#### Extrait du document:
Au cours de la dernière décennie, les progrès des réseaux de neurones, de l’apprentissage profond et de l’intelligence artificielle (IA) plus globalement ont transformé la façon dont nous abordons un large éventail de tâches et d’industries, allant de la fabrication à la finance. Bien que ces technologies aient eu des impacts significatifs dans de nombreuses industries, les applications dans les soins cliniques restent limitées.

En effet, la majorité des applications de soins de santé prennent actuellement en charge des fonctions de back-office (paiement, traitement automatisé des autorisations préalables, gestion des chaînes d’approvisionnement et menaces de cybersécurité). À de rares exceptions, même en imagerie médicale, il existe peu d’applications d’IA directement utilisées dans les soins cliniques généralisés.

Mais ChatGPT, lancé en novembre 2022, pourrait révolutionner ce secteur. Pour rappel, il s’agit d’un chatbot qui peut non seulement s’engager dans une conversation de type humaine, mais également fournir des réponses précises à des questions dans un large éventail de domaines de connaissances. Créé par la société OpenAI, il est basé sur une famille de « grands modèles de langage » (LLM) — des algorithmes capables de reconnaître et de prédire une séquence de mots donnée en fonction du contexte des mots qui la précèdent.

Ainsi, si les LLM sont formés sur des quantités suffisamment importantes de données textuelles — des centaines de millions de mots —, ils sont capables de générer de nouvelles séquences de mots jamais observées auparavant par le modèle, mais qui représentent des séquences plausibles basées sur le langage humain naturel.

De tels systèmes d’intelligence artificielle sont très prometteurs pour améliorer les soins médicaux et les résultats de santé. En tant que tel, il est crucial de veiller à ce que le développement de l’IA clinique soit guidé par les principes forts d’exigence éthique, de confiance et d’explicabilité.

Mais de là à confier à ChatGPT des consultations à distance pour les personnes « trop pauvres » pour se soigner, il y a un fossé qui ne devrait pas être franchi, aux vues des dernières réponses de Bing Chat à des journalistes notamment, inconcevables pour une IA, et qui inquiètent à juste titre nombre d’experts.

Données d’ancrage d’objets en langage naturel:
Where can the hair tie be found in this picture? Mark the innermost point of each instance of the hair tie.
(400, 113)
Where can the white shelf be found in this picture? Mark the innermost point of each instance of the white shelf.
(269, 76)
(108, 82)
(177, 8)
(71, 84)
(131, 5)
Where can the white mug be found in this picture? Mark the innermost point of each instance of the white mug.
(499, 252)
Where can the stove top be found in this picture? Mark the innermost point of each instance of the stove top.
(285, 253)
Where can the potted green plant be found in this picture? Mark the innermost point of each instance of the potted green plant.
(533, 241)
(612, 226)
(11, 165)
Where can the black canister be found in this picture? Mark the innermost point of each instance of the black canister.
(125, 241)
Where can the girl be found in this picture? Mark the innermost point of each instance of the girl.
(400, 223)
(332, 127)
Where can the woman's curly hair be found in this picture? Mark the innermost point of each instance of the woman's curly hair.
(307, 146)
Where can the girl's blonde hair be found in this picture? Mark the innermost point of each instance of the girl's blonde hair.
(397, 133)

#### Exercice:
Réécrivez le passage de l’extrait sur l’IA dans les soins de santé en commençant par « Au cours de » et en poursuivant jusqu’à « soins cliniques généralisés. », avec « décennie » remplacé par « dizaine d’années ».

#### Réponse:
Au cours de la dernière dizaine d’années, les progrès des réseaux de neurones, de l’apprentissage profond et de l’intelligence artificielle (IA) plus globalement ont transformé la façon dont nous abordons un large éventail de tâches et d’industries, allant de la fabrication à la finance. Bien que ces technologies aient eu des impacts significatifs dans de nombreuses industries, les applications dans les soins cliniques restent limitées.

En effet, la majorité des applications de soins de santé prennent actuellement en charge des fonctions de back-office (paiement, traitement automatisé des autorisations préalables, gestion des chaînes d’approvisionnement et menaces de cybersécurité). À de rares exceptions, même en imagerie médicale, il existe peu d’applications d’IA directement utilisées dans les soins cliniques généralisés.